____ Provided entries

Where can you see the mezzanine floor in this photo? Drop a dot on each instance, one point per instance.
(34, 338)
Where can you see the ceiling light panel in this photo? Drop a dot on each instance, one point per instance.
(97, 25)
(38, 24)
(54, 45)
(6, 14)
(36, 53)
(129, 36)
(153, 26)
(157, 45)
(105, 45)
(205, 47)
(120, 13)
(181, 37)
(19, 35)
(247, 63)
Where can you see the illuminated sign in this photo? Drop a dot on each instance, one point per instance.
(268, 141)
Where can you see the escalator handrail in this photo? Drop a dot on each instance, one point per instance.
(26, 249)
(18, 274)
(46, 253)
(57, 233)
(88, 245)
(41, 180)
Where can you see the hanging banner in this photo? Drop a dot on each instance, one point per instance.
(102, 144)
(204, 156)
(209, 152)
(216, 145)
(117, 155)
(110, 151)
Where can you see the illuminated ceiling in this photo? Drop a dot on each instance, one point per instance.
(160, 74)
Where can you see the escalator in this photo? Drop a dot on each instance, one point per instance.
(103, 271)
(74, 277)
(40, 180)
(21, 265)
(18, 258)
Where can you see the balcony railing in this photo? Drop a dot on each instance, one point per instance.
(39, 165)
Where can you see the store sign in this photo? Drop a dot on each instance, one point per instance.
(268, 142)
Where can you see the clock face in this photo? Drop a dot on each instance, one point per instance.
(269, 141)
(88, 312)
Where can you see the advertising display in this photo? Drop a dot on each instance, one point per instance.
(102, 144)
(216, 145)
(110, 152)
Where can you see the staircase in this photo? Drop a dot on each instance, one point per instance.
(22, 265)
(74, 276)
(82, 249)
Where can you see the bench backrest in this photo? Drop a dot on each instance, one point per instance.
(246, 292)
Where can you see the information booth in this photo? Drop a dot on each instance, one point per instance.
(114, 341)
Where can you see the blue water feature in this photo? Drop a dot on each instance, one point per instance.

________

**Exercise description**
Can you turn all of the rows above into a Markdown table, with a "No." column that numbers each line and a "Line" column that holds its text, leaving out any blank lines?

**Response to this exercise**
| No. | Line |
|---|---|
| 1 | Where can you see the mezzanine floor in this photo? Drop a dot on each instance, one point per instance. |
| 2 | (34, 338) |
| 3 | Where can you see the ceiling light panel in this photo? Drop a dot on each instance, one point per instance. |
| 4 | (97, 25) |
| 5 | (38, 24) |
| 6 | (54, 45) |
| 7 | (6, 14) |
| 8 | (36, 53) |
| 9 | (129, 36) |
| 10 | (153, 26) |
| 11 | (157, 45) |
| 12 | (105, 45) |
| 13 | (205, 47) |
| 14 | (120, 13) |
| 15 | (181, 37) |
| 16 | (19, 35) |
| 17 | (247, 63) |
| 18 | Where can you see the illuminated sign in this photo? Drop a dot on each instance, one point per instance. |
| 19 | (268, 141) |
| 20 | Where can you see the escalator handrail in this photo? Drop a dot on each instance, one point per instance. |
| 21 | (26, 249) |
| 22 | (18, 274) |
| 23 | (46, 253) |
| 24 | (57, 233) |
| 25 | (88, 245) |
| 26 | (41, 180) |
| 27 | Where can you see the hanging banner in this photo? Drop a dot on each instance, one point per instance. |
| 28 | (102, 144) |
| 29 | (204, 156) |
| 30 | (209, 152) |
| 31 | (216, 145) |
| 32 | (117, 155) |
| 33 | (110, 151) |
| 34 | Where can you see the illuminated ceiling in this photo? Drop a dot on each instance, one point per instance. |
| 35 | (160, 74) |
| 36 | Where can you see the escalator in this photo? Drop a dot on each instance, one point per instance. |
| 37 | (103, 271) |
| 38 | (74, 277) |
| 39 | (40, 180) |
| 40 | (21, 265) |
| 41 | (18, 258) |
| 42 | Where can you see the balcony railing in this photo? Drop a dot on each instance, one point per instance. |
| 43 | (39, 165) |
| 44 | Where can you see the store sign in this photo? Drop a dot on each instance, one point per instance. |
| 45 | (268, 142) |
| 46 | Where can you see the clock face in this photo? Drop a dot on each instance, one point per instance. |
| 47 | (269, 141) |
| 48 | (88, 312) |
| 49 | Where can you see the advertising display in this photo? Drop a dot on each instance, one point per instance. |
| 50 | (102, 144) |
| 51 | (216, 145) |
| 52 | (110, 152) |
| 53 | Where can you see the staircase in this photo? Drop a dot on each instance, one point per instance. |
| 54 | (22, 265) |
| 55 | (74, 276) |
| 56 | (82, 249) |
| 57 | Where can you see the bench backrest in this photo? Drop a dot on each instance, one point per instance. |
| 58 | (246, 292) |
| 59 | Where can you see the information booth in this photo? Drop a dot on each instance, one point per instance. |
| 60 | (114, 341) |
| 61 | Where can you see the blue water feature in this photo? Drop a dot on each instance, one point per instance. |